- _EXERCISE DIRECTIONS_
Output exactly the lines from the line with "Target: swan's back" through the end of the records below. Include nothing else.

Point-per-instance localization data
☆ ☆ ☆ ☆ ☆
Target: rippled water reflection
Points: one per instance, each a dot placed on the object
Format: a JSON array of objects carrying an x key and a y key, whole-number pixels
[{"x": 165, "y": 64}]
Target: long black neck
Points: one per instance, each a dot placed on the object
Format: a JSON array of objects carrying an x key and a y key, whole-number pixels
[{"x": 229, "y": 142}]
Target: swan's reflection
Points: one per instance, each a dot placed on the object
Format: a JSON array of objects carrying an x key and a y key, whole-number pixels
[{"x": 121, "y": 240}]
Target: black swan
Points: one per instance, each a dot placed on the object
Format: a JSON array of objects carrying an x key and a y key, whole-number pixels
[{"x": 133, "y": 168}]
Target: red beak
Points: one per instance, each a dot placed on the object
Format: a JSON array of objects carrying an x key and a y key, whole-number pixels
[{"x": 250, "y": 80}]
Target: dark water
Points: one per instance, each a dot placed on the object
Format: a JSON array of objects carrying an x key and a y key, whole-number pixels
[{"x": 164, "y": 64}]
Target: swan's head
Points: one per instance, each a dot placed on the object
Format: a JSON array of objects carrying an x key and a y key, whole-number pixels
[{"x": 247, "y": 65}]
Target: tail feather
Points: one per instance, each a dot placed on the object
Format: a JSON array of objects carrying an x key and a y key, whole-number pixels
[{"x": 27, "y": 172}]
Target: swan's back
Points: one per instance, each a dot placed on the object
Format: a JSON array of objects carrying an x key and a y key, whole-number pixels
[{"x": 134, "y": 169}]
☆ ☆ ☆ ☆ ☆
- _COMPLETED EXERCISE_
Target: swan's back
Points: one per instance, each a dot placed on the object
Format: a JSON array of objects carrying an x key and a y key, whole-number pixels
[{"x": 134, "y": 169}]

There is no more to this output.